Prompt — Render the records below as a two-column CSV with the header instruction,outline, one row per record. Put each record's text and its answer in a single quoted field, with line breaks replaced by spaces.
====
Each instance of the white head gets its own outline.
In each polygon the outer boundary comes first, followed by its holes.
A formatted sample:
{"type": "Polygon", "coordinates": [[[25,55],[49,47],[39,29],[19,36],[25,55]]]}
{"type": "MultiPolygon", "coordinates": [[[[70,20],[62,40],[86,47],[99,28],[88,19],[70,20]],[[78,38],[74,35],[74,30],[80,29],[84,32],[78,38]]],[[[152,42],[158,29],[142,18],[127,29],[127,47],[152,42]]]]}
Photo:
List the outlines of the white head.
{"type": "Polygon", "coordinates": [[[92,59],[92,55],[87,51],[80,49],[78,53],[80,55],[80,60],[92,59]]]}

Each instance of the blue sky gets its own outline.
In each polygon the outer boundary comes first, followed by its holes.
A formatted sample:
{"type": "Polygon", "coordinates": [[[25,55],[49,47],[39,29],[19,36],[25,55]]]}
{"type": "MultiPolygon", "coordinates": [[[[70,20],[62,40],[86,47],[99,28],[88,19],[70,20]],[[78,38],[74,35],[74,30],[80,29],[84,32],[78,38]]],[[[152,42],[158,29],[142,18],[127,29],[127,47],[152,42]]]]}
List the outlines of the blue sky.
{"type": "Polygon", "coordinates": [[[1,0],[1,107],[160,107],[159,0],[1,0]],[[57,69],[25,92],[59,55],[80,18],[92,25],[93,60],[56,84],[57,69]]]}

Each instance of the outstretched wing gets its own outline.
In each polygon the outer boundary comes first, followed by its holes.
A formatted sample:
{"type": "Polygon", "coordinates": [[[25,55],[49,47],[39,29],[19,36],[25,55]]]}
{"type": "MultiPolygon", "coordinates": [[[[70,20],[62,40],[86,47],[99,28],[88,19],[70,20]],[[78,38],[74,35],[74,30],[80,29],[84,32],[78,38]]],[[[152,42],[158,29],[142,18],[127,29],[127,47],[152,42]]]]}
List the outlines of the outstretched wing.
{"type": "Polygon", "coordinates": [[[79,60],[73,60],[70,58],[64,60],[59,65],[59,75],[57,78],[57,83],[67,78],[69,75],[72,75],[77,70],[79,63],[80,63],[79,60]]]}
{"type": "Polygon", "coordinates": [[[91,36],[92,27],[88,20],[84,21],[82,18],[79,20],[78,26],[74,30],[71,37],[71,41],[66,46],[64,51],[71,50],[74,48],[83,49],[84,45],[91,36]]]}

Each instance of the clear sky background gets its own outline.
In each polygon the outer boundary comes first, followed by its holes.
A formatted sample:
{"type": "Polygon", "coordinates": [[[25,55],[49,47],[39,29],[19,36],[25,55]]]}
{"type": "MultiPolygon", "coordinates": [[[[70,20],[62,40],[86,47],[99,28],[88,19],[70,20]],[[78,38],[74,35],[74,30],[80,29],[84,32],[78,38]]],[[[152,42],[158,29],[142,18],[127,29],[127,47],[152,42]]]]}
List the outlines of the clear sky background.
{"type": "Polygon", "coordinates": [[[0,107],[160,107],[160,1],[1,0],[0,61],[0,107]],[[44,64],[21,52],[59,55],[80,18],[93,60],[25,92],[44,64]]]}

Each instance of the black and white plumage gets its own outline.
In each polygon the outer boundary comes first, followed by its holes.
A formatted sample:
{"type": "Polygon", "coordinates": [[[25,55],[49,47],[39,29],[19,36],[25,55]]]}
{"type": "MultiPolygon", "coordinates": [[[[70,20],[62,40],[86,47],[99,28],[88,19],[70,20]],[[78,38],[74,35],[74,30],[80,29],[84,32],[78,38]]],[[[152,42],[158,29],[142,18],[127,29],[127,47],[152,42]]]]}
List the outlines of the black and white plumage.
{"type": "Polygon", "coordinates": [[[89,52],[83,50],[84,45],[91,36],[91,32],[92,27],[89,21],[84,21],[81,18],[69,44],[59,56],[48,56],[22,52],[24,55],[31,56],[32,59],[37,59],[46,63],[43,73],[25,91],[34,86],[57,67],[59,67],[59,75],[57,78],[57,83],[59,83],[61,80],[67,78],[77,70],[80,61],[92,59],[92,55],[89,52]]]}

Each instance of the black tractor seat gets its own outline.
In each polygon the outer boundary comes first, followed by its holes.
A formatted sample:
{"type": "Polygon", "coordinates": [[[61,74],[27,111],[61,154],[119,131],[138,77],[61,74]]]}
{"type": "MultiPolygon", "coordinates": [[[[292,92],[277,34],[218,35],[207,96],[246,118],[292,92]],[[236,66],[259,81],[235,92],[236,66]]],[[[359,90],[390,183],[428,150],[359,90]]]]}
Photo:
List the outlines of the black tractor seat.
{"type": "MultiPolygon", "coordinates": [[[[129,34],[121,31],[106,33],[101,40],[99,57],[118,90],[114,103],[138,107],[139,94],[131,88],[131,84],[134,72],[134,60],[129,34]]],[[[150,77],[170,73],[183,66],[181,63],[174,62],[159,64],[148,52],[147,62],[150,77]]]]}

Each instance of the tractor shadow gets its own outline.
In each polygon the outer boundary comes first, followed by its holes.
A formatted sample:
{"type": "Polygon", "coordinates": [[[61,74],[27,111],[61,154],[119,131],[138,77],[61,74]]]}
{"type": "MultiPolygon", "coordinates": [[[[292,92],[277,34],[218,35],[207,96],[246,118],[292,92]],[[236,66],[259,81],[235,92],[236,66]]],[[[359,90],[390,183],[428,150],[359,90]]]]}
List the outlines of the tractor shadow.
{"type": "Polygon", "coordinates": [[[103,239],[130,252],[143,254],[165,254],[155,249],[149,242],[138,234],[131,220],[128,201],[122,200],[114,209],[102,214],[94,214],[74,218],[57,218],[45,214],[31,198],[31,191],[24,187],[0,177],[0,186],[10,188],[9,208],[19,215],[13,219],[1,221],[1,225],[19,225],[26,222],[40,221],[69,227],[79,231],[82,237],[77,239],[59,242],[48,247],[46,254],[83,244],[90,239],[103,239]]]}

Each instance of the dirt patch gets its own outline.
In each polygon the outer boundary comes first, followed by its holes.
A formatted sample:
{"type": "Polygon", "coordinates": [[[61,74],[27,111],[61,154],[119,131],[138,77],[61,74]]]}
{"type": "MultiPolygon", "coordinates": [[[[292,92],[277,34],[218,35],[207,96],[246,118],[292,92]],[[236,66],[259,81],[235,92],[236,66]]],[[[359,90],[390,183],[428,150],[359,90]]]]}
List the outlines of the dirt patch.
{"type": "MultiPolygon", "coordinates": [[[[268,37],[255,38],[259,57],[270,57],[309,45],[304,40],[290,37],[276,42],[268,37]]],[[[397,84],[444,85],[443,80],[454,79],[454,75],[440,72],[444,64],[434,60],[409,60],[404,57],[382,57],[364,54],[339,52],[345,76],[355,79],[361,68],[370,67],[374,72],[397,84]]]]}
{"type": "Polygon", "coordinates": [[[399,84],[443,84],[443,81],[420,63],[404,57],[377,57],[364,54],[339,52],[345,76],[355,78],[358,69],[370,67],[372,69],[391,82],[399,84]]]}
====
Response —
instruction,outline
"Each instance of the white head gets its own outline. In each polygon the outer boundary comes first, followed by its holes. A formatted sample: {""type"": ""Polygon"", ""coordinates"": [[[25,55],[49,47],[39,29],[19,36],[25,55]]]} {""type"": ""MultiPolygon"", ""coordinates"": [[[[70,20],[62,40],[86,47],[99,28],[88,19],[70,20]],[[78,38],[74,35],[74,30],[80,29],[84,32],[78,38]]],[[[152,42],[158,29],[142,18],[127,29],[127,47],[152,42]]]]} Photo: List the outlines of the white head.","{""type"": ""Polygon"", ""coordinates"": [[[92,59],[92,55],[87,51],[80,49],[78,53],[80,55],[80,60],[92,59]]]}"
"Each instance of the blue sky gets its own outline. In each polygon the outer boundary comes first, followed by its holes. A formatted sample: {""type"": ""Polygon"", ""coordinates"": [[[25,55],[49,47],[39,29],[19,36],[25,55]]]} {""type"": ""MultiPolygon"", ""coordinates"": [[[[70,20],[62,40],[86,47],[99,28],[88,19],[70,20]],[[78,38],[74,35],[74,30],[80,29],[84,32],[78,38]]],[[[152,42],[158,29],[142,18],[127,29],[127,47],[152,42]]]]} List the outlines of the blue sky.","{""type"": ""Polygon"", ""coordinates"": [[[1,0],[1,107],[160,107],[159,0],[1,0]],[[57,69],[25,92],[59,55],[80,18],[92,25],[93,60],[56,84],[57,69]]]}"
"Each instance of the outstretched wing gets its own outline. In each polygon the outer boundary comes first, followed by its holes. A formatted sample: {""type"": ""Polygon"", ""coordinates"": [[[25,55],[49,47],[39,29],[19,36],[25,55]]]} {""type"": ""MultiPolygon"", ""coordinates"": [[[[70,20],[62,40],[86,47],[99,28],[88,19],[70,20]],[[78,38],[74,35],[74,30],[80,29],[84,32],[78,38]]],[[[152,42],[158,29],[142,18],[127,29],[127,47],[152,42]]]]} List the outlines of the outstretched wing.","{""type"": ""Polygon"", ""coordinates"": [[[79,60],[73,60],[70,58],[64,60],[59,65],[59,75],[57,78],[57,83],[67,78],[69,75],[72,75],[77,70],[79,63],[80,63],[79,60]]]} {""type"": ""Polygon"", ""coordinates"": [[[91,36],[92,27],[88,20],[84,21],[82,18],[79,20],[78,26],[74,30],[71,37],[71,41],[66,46],[64,51],[71,50],[74,48],[83,49],[84,45],[91,36]]]}"
"Each instance of the clear sky background gets its own outline. In each polygon the outer boundary comes first, followed by its holes. A formatted sample: {""type"": ""Polygon"", ""coordinates"": [[[25,55],[49,47],[39,29],[19,36],[25,55]]]} {""type"": ""MultiPolygon"", ""coordinates"": [[[[70,20],[62,40],[86,47],[99,28],[88,19],[70,20]],[[78,38],[74,35],[74,30],[80,29],[84,32],[78,38]]],[[[152,42],[158,29],[142,18],[127,29],[127,47],[152,42]]]]} List the outlines of the clear sky background.","{""type"": ""Polygon"", ""coordinates"": [[[0,107],[160,107],[160,1],[1,0],[0,61],[0,107]],[[44,64],[21,52],[59,55],[80,18],[93,60],[25,92],[44,64]]]}"
"Each instance of the black and white plumage gets its own outline. In each polygon the outer boundary comes first, followed by its holes. A formatted sample: {""type"": ""Polygon"", ""coordinates"": [[[25,55],[49,47],[39,29],[19,36],[25,55]]]} {""type"": ""MultiPolygon"", ""coordinates"": [[[[70,20],[62,40],[86,47],[99,28],[88,19],[70,20]],[[78,38],[74,35],[74,30],[80,29],[84,32],[78,38]]],[[[152,42],[158,29],[142,18],[127,29],[127,47],[152,42]]]]} List the outlines of the black and white plumage.","{""type"": ""Polygon"", ""coordinates"": [[[89,52],[83,50],[84,45],[91,36],[91,32],[92,27],[89,21],[84,21],[81,18],[69,44],[59,56],[48,56],[22,52],[24,55],[31,56],[32,59],[37,59],[46,63],[43,73],[25,91],[34,86],[57,67],[59,67],[59,75],[57,78],[57,83],[59,83],[61,80],[67,78],[77,70],[80,61],[92,59],[92,55],[89,52]]]}"
"Each instance of the black tractor seat gets its own outline. In each polygon the outer boundary comes first, followed by its holes. A formatted sample: {""type"": ""Polygon"", ""coordinates"": [[[61,74],[27,111],[61,154],[119,131],[138,77],[61,74]]]} {""type"": ""MultiPolygon"", ""coordinates"": [[[[292,92],[277,34],[218,35],[207,96],[246,118],[292,92]],[[236,66],[259,81],[235,92],[236,66]]],[[[359,90],[390,183],[428,150],[359,90]]]]} Photo: List the outlines of the black tractor seat.","{""type"": ""MultiPolygon"", ""coordinates"": [[[[129,34],[121,31],[106,33],[101,40],[99,57],[118,90],[114,103],[138,107],[139,94],[131,88],[131,84],[134,72],[134,60],[129,34]]],[[[150,77],[170,73],[183,66],[181,63],[174,62],[159,64],[148,52],[147,62],[150,77]]]]}"
"Each instance of the tractor shadow gets its own outline. In each polygon the outer boundary comes first, followed by its holes. A formatted sample: {""type"": ""Polygon"", ""coordinates"": [[[61,74],[27,111],[61,154],[119,131],[138,77],[61,74]]]} {""type"": ""MultiPolygon"", ""coordinates"": [[[[292,92],[277,34],[218,35],[207,96],[246,118],[292,92]],[[236,66],[259,81],[235,92],[236,66]]],[[[359,90],[390,183],[428,150],[359,90]]]]} List the outlines of the tractor shadow.","{""type"": ""Polygon"", ""coordinates"": [[[103,239],[130,252],[143,254],[165,254],[155,249],[149,242],[138,234],[131,220],[128,201],[122,200],[114,209],[102,214],[94,214],[74,218],[57,218],[45,214],[31,198],[31,191],[24,187],[0,177],[0,186],[10,188],[9,208],[19,215],[13,219],[1,221],[1,225],[19,225],[26,222],[40,221],[69,227],[79,231],[82,237],[77,239],[59,242],[48,247],[46,254],[83,244],[90,239],[103,239]]]}"
"Each instance of the dirt patch gets its own outline. In each polygon the outer boundary comes first, followed by its holes. A formatted sample: {""type"": ""Polygon"", ""coordinates"": [[[61,74],[27,111],[61,154],[119,131],[138,77],[61,74]]]} {""type"": ""MultiPolygon"", ""coordinates"": [[[[292,92],[277,34],[218,35],[207,96],[246,118],[292,92]],[[236,66],[259,81],[235,92],[236,66]]],[[[359,90],[390,183],[428,150],[359,90]]]]} List the outlines of the dirt patch.","{""type"": ""MultiPolygon"", ""coordinates"": [[[[268,37],[255,38],[259,57],[270,57],[309,45],[304,40],[290,37],[276,42],[268,37]]],[[[397,84],[444,85],[443,80],[454,79],[454,75],[440,72],[444,64],[434,60],[409,60],[404,57],[382,57],[364,54],[339,52],[345,76],[355,79],[361,68],[370,67],[374,72],[397,84]]]]} {""type"": ""Polygon"", ""coordinates"": [[[399,84],[443,84],[443,81],[420,63],[404,57],[377,57],[364,54],[339,52],[345,76],[355,78],[358,69],[370,67],[372,69],[391,82],[399,84]]]}"